British Comedy Guide

NJ WEEK 5: Traditional Family Myth

Traditional Family Myth

NOTE: Be nice if this could be given a 30/40s-style radio audio effect. All voices RP...

1. GRAMS1930s style music

2. GEORGE:I say Marjory, have you seen this in the newspaper? Some boffin at King's College seems to think the traditional British family's a myth. She says we don't exist and never have.

3. MARJORY:Oh George, but we do exist, don't we?

4. GEORGE:Yes Marjory, of course we do.

5. MARJORY:But Darling, ever since we wed and had the children, sometimes my life seems just too perfect. How do I know that all my time cleaning and happily slaving away in the kitchen, preparing you lovely wholesome food isn't just some kind of wonderful dream?
**********
## INSTRUCTION
Reproduce the Traditional Family Myth sketch above in full, word for word.

## ROWS
**********
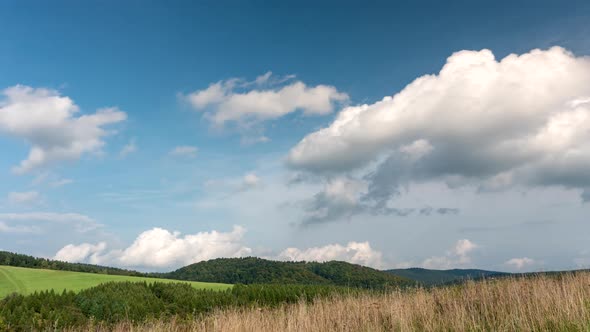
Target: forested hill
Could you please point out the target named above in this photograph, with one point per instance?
(438, 277)
(252, 270)
(19, 260)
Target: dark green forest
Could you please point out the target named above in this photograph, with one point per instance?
(114, 302)
(252, 270)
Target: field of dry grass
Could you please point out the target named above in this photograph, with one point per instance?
(533, 304)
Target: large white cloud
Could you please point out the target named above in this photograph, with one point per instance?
(48, 122)
(83, 252)
(522, 120)
(264, 99)
(160, 248)
(354, 252)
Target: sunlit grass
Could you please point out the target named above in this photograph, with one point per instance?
(26, 281)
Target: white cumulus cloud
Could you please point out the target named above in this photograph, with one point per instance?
(521, 120)
(49, 123)
(520, 263)
(79, 222)
(353, 252)
(80, 253)
(25, 197)
(236, 100)
(456, 257)
(160, 248)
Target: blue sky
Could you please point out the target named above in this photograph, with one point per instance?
(241, 181)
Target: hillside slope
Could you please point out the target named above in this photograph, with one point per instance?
(20, 260)
(26, 281)
(438, 277)
(252, 270)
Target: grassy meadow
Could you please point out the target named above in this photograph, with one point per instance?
(26, 281)
(541, 303)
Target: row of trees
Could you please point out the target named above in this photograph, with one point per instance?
(252, 270)
(114, 302)
(12, 259)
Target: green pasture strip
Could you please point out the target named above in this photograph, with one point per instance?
(26, 281)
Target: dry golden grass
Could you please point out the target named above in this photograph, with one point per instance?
(531, 304)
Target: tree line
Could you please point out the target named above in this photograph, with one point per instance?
(113, 302)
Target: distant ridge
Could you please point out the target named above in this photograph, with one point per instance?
(253, 270)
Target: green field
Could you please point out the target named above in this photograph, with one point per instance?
(26, 281)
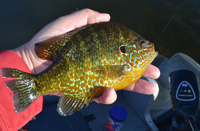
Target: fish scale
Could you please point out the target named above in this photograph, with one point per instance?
(86, 62)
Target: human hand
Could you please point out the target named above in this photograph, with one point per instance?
(65, 24)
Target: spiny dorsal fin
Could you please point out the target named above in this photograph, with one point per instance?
(67, 105)
(47, 49)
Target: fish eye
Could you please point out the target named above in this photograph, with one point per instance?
(122, 49)
(142, 43)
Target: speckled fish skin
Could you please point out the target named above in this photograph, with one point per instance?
(89, 60)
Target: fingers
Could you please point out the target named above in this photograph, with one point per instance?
(152, 72)
(108, 97)
(83, 17)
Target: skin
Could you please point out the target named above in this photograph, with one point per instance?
(70, 22)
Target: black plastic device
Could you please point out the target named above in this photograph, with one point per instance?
(184, 93)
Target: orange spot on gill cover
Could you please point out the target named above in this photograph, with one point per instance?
(120, 51)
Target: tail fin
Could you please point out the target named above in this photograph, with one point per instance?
(24, 89)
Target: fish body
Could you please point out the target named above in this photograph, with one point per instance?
(86, 62)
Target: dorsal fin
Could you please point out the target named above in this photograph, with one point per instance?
(47, 49)
(67, 105)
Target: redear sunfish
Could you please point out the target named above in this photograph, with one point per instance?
(86, 62)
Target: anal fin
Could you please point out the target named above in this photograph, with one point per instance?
(67, 105)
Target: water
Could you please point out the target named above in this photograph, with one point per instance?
(21, 20)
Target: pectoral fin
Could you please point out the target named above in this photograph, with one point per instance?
(68, 105)
(110, 71)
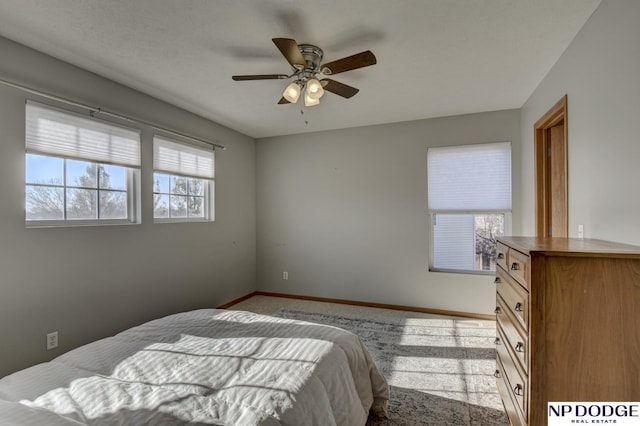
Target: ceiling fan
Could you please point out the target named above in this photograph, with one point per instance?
(306, 62)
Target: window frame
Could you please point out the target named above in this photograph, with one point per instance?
(132, 170)
(431, 220)
(207, 202)
(432, 213)
(173, 169)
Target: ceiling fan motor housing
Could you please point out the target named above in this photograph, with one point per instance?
(313, 55)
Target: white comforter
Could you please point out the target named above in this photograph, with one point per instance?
(203, 367)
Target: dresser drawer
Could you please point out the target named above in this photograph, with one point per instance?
(510, 406)
(501, 254)
(515, 297)
(519, 267)
(514, 337)
(516, 379)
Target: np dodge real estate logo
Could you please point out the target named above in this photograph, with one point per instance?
(573, 413)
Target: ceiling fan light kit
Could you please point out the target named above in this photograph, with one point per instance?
(305, 59)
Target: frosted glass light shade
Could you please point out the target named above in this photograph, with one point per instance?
(292, 92)
(314, 89)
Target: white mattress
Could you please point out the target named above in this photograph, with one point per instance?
(203, 367)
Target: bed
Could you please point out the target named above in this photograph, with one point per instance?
(203, 367)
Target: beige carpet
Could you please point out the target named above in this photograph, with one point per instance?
(440, 369)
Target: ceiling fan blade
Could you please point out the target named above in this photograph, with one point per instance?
(359, 60)
(338, 88)
(289, 49)
(259, 77)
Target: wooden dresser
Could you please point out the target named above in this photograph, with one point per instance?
(568, 323)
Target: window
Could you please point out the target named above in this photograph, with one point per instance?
(183, 184)
(469, 198)
(79, 170)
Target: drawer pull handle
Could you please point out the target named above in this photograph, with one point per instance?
(518, 390)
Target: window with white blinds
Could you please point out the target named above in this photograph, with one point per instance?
(51, 131)
(183, 181)
(79, 170)
(469, 201)
(181, 159)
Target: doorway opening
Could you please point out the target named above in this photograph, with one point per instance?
(550, 145)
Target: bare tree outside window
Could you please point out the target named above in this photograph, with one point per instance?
(488, 228)
(178, 197)
(89, 191)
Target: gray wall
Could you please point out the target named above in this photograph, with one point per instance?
(600, 73)
(345, 212)
(94, 281)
**********
## SOLUTION FOR THIS TASK
British Comedy Guide

NJ WEEK 5: Traditional Family Myth

Traditional Family Myth

NOTE: Be nice if this could be given a 30/40s-style radio audio effect. All voices RP...

1. GRAMS1930s style music

2. GEORGE:I say Marjory, have you seen this in the newspaper? Some boffin at King's College seems to think the traditional British family's a myth. She says we don't exist and never have.

3. MARJORY:Oh George, but we do exist, don't we?

4. GEORGE:Yes Marjory, of course we do.

5. MARJORY:But Darling, ever since we wed and had the children, sometimes my life seems just too perfect. How do I know that all my time cleaning and happily slaving away in the kitchen, preparing you lovely wholesome food isn't just some kind of wonderful dream?